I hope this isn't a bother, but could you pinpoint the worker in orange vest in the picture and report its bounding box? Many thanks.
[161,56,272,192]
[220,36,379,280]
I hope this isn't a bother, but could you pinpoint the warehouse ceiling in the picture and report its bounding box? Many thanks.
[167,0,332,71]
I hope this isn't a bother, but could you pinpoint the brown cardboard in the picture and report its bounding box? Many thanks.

==

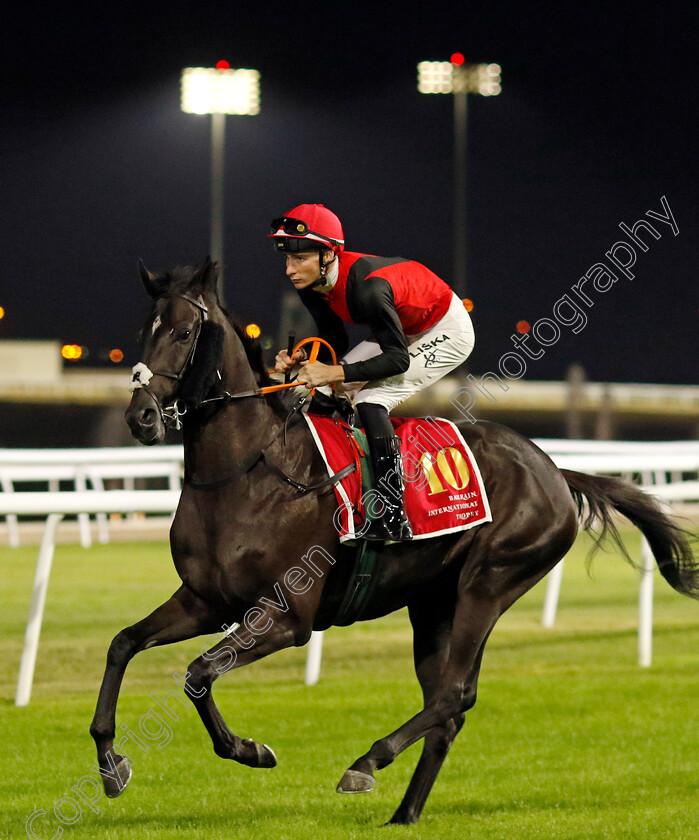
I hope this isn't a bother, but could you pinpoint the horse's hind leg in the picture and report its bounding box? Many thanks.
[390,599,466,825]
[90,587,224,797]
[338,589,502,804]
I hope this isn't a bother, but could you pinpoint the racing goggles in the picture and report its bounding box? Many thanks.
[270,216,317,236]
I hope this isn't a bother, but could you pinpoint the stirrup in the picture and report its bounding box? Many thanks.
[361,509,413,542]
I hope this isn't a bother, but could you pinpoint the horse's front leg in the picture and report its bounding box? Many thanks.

--

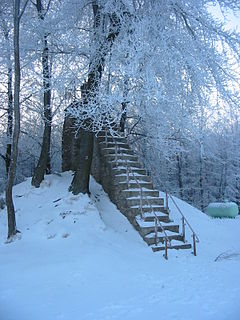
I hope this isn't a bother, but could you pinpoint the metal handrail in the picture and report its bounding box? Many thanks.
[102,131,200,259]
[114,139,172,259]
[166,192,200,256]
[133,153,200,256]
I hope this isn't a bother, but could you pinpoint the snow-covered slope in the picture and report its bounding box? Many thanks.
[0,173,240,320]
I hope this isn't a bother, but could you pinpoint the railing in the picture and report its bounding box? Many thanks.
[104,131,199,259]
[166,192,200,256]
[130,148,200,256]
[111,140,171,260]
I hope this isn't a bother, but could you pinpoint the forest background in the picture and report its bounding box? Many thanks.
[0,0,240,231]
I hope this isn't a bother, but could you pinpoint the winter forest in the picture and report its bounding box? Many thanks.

● **Your task**
Swap "bother" for "trouble" in the lines from the one with "pinpoint the railing" to the one with "[0,0,240,231]", and write those lines out again with nothing else changed.

● **Result**
I hope this isn't a trouble, but could you pinpoint the railing in the picture and report its bounding box? Many thanks.
[104,131,199,259]
[166,192,200,256]
[130,148,200,256]
[111,140,171,260]
I hope this isn't a trouble, but could you pinpoint the forest background in the picture and report its bounding box? Many thanks.
[0,0,240,231]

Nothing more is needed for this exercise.